Coordinate annotation records:
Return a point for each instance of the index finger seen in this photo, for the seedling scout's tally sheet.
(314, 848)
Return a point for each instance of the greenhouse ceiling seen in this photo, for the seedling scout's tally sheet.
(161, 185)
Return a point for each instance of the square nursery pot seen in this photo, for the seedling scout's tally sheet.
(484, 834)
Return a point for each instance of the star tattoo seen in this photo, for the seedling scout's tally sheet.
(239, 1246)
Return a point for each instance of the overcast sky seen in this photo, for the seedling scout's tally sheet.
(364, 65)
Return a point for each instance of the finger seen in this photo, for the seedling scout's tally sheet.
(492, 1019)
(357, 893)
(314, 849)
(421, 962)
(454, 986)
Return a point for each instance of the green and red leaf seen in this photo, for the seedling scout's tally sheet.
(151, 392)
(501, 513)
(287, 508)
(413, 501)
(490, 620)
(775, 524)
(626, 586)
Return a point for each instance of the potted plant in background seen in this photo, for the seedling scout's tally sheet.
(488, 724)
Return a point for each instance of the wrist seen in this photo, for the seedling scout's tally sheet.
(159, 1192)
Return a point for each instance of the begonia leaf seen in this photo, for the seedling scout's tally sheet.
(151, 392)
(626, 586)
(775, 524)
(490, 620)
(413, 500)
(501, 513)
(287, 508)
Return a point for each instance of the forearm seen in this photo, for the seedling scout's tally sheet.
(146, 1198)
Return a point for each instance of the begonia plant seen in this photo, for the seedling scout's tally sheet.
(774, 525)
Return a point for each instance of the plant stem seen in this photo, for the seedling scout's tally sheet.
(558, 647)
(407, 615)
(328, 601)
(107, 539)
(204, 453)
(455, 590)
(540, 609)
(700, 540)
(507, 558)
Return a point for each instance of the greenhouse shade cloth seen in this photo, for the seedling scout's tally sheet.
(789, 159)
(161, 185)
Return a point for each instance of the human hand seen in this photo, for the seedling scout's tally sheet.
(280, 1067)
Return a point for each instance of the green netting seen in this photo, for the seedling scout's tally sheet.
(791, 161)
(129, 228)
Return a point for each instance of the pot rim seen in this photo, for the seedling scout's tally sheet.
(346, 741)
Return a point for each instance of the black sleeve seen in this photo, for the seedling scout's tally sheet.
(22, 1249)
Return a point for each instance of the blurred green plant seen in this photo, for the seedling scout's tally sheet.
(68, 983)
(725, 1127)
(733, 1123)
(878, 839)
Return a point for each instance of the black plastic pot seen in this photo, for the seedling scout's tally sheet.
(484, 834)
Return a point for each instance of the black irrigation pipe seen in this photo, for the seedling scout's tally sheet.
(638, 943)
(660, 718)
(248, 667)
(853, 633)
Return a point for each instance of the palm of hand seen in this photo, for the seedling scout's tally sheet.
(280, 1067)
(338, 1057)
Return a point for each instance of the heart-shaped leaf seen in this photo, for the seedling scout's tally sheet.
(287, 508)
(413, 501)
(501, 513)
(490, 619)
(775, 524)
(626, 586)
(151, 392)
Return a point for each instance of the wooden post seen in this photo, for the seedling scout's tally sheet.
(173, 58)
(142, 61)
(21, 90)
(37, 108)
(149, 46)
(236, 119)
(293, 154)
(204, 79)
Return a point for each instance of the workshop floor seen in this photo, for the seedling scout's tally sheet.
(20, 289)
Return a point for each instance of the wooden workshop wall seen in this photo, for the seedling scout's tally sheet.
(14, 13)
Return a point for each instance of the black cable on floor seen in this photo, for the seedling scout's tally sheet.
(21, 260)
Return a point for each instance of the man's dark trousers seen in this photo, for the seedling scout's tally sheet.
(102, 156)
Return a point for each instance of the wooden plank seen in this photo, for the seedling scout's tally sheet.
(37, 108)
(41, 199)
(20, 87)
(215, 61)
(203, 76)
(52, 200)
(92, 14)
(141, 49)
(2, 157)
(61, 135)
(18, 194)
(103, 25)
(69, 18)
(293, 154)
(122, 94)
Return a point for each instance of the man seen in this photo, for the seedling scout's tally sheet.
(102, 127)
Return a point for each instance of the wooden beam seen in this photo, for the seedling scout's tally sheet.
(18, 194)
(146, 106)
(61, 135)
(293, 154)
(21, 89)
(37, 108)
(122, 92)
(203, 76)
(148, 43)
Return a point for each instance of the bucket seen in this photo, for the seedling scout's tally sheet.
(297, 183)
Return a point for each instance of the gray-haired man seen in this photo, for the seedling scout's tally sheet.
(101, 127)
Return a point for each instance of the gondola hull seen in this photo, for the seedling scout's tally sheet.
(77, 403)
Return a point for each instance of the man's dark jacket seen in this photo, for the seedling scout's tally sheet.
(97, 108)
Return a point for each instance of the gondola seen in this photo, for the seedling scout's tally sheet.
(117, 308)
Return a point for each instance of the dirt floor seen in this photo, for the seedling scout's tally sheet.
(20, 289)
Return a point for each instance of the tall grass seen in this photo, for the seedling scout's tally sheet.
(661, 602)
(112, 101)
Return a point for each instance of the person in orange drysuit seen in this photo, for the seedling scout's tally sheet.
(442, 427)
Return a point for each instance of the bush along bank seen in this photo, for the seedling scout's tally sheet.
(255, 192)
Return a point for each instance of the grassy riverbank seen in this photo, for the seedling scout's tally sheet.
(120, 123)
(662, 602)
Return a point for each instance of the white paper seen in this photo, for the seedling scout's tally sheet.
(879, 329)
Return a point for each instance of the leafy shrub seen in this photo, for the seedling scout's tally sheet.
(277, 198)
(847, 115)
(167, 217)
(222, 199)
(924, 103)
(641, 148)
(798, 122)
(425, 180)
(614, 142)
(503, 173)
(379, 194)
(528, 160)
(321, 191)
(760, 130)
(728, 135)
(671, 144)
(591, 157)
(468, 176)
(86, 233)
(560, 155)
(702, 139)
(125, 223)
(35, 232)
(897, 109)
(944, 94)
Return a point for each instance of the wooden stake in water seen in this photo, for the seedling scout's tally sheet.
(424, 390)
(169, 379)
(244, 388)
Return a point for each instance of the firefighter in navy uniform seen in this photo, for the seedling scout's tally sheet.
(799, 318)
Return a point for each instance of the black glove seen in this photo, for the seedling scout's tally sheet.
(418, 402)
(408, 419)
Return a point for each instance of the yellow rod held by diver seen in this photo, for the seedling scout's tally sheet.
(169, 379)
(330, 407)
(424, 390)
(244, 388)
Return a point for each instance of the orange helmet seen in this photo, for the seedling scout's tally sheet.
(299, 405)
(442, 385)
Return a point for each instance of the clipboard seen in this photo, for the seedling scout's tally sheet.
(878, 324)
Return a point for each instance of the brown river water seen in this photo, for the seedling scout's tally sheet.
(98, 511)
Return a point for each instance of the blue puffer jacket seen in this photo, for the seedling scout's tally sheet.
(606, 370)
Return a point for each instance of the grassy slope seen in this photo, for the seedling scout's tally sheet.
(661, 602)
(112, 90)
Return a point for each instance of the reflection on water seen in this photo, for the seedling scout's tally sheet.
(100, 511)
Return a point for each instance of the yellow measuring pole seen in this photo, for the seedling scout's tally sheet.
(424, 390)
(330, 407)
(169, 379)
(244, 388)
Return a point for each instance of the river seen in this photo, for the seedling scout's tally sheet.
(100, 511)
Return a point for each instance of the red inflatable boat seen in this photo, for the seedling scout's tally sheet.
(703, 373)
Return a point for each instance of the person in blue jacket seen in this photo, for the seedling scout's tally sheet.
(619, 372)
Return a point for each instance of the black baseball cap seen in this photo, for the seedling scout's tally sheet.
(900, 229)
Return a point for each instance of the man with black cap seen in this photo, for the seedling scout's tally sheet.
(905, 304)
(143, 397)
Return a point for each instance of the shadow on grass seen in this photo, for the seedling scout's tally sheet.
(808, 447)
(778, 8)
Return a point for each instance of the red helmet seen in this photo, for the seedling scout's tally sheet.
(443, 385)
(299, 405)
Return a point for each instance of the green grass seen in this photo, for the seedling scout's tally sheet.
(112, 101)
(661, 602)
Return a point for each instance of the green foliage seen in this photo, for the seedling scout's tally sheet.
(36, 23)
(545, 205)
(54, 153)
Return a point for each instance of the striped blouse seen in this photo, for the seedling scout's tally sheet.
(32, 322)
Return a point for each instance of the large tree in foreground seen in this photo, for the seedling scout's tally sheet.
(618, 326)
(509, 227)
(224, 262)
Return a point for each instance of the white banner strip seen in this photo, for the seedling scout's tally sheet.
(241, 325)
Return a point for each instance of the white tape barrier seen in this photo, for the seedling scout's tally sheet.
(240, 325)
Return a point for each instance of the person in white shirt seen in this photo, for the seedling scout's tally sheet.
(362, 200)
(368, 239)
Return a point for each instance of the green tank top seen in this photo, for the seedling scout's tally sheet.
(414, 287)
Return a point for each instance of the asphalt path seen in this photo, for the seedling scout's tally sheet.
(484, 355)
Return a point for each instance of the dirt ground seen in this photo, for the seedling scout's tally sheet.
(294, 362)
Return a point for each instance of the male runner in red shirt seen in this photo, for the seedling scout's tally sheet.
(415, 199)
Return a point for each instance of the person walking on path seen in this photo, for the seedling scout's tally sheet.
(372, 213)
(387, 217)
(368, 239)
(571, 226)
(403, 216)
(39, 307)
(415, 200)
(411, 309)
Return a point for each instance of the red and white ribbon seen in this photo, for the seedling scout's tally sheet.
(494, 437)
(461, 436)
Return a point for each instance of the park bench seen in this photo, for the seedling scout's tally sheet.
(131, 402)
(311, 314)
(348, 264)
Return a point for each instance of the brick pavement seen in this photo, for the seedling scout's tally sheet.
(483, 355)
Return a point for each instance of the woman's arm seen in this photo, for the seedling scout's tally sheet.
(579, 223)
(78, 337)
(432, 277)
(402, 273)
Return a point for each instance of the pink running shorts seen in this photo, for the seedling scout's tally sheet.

> Work required: Transcribe the entries word for word, starting with the first line and going on through the line that contains "(239, 1246)", including both of those lines.

> Answer for this exercise:
Return a point for each instance of the index finger seen in this photo, for the seedling scout's tally sheet.
(314, 848)
Return a point for each instance of the greenhouse ceiling seen in this photo, for the seedling scout's tally sheet.
(161, 185)
Return a point for each instance of the square nursery pot seen in this photo, for the seedling scout's tally sheet.
(484, 834)
Return a point for each instance of the star tattoo seen in this photo, for the seedling scout's tally sheet.
(239, 1246)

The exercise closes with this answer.